Exercise prompt. Search the material for "from" and show all lines that contain it.
::::
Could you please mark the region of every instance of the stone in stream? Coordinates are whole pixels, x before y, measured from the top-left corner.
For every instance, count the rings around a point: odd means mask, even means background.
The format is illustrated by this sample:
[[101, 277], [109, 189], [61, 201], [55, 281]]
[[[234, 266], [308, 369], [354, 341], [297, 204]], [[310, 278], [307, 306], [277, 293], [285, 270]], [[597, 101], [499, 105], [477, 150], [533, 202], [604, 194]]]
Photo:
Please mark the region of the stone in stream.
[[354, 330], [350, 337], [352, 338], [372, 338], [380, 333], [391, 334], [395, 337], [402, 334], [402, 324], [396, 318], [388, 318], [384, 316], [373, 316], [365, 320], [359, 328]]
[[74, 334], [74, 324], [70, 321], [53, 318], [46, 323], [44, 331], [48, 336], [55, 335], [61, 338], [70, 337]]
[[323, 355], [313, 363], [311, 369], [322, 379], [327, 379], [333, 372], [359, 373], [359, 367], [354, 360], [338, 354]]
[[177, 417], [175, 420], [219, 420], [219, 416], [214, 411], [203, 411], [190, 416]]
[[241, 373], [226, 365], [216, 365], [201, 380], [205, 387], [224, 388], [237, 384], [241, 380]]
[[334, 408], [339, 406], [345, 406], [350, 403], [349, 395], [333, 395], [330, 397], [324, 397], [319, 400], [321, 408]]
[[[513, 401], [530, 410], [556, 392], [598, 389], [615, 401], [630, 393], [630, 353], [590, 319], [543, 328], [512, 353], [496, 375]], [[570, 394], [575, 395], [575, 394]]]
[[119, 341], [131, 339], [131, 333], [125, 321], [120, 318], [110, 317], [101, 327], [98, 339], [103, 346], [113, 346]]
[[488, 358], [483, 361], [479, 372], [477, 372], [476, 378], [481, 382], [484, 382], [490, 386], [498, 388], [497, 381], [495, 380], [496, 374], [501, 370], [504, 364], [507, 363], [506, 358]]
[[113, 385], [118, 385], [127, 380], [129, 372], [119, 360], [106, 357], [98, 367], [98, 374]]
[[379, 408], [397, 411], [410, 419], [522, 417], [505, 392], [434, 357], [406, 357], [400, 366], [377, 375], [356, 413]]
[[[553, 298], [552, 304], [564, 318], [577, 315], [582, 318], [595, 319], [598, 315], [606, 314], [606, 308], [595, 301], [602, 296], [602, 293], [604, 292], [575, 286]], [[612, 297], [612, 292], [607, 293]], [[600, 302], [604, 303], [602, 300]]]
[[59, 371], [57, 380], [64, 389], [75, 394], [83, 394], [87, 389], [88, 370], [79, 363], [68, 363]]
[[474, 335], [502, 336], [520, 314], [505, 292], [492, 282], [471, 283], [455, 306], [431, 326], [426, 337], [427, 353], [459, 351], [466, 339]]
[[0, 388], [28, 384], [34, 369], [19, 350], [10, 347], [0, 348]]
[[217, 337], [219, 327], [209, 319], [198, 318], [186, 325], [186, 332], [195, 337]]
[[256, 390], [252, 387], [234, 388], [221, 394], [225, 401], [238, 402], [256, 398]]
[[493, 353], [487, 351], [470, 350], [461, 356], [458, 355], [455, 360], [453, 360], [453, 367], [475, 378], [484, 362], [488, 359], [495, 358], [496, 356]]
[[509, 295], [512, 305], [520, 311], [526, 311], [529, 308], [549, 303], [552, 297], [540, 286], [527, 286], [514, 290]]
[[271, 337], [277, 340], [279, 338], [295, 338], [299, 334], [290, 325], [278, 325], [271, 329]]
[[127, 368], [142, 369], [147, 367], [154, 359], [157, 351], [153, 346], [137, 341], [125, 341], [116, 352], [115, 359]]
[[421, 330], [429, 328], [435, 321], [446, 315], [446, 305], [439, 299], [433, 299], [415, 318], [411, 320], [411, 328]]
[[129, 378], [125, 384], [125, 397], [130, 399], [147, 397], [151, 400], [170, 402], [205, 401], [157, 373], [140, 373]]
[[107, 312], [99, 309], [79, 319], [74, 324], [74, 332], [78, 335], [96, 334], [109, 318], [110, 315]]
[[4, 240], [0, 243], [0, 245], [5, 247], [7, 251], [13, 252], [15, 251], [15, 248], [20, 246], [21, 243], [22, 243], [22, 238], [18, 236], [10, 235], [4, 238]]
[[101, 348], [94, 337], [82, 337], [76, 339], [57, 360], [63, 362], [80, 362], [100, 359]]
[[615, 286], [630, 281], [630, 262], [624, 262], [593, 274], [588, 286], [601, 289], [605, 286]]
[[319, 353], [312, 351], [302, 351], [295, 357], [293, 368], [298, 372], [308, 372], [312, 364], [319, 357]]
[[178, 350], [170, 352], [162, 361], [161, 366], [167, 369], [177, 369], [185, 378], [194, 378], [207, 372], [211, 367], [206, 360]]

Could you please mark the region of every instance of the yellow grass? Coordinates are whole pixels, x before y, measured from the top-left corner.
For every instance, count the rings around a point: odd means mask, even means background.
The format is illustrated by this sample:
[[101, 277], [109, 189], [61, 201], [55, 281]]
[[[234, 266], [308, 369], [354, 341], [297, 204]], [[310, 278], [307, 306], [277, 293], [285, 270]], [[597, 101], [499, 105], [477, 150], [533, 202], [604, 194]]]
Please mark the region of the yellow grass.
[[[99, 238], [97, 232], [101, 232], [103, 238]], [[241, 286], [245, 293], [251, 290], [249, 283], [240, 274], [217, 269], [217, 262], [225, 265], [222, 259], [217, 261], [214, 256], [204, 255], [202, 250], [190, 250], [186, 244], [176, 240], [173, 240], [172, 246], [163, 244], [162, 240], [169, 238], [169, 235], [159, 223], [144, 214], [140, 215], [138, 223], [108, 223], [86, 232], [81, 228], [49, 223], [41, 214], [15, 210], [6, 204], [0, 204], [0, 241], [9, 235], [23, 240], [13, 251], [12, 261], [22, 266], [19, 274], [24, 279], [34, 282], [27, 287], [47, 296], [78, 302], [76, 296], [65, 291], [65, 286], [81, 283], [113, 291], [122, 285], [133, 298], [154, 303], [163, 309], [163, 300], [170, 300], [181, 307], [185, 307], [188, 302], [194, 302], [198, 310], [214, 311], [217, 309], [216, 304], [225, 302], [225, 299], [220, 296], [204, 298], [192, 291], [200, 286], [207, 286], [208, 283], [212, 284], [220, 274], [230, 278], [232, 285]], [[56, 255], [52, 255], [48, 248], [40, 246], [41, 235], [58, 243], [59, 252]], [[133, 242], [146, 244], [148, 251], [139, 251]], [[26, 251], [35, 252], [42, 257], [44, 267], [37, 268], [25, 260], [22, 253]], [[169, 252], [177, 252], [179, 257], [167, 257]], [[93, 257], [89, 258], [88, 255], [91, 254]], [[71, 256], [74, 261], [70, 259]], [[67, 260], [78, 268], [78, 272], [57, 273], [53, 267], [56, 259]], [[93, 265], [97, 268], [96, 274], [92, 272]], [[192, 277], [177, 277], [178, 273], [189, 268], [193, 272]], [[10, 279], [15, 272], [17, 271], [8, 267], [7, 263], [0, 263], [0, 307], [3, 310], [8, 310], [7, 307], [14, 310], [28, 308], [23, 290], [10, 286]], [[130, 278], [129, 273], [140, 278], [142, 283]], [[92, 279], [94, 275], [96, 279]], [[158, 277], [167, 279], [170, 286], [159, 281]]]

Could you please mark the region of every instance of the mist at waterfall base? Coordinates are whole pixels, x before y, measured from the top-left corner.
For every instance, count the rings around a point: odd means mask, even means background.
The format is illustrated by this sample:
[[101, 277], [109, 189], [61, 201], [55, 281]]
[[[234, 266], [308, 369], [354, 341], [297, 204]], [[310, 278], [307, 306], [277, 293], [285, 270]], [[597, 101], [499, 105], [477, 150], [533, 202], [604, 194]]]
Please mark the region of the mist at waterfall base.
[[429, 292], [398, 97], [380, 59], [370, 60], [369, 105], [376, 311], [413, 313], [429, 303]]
::::
Answer to the exercise.
Could you please mark the region of every instance of the stone in stream? Coordinates are whole pixels, x before y, measured from the top-left corner.
Could you please mark the region of every instance of the yellow grass? Coordinates are whole pixels, x before y, measured from the top-left corner.
Could you please mark the region of every instance of the mist at waterfall base? Coordinates are whole pixels, x before y, measured from the top-left corner.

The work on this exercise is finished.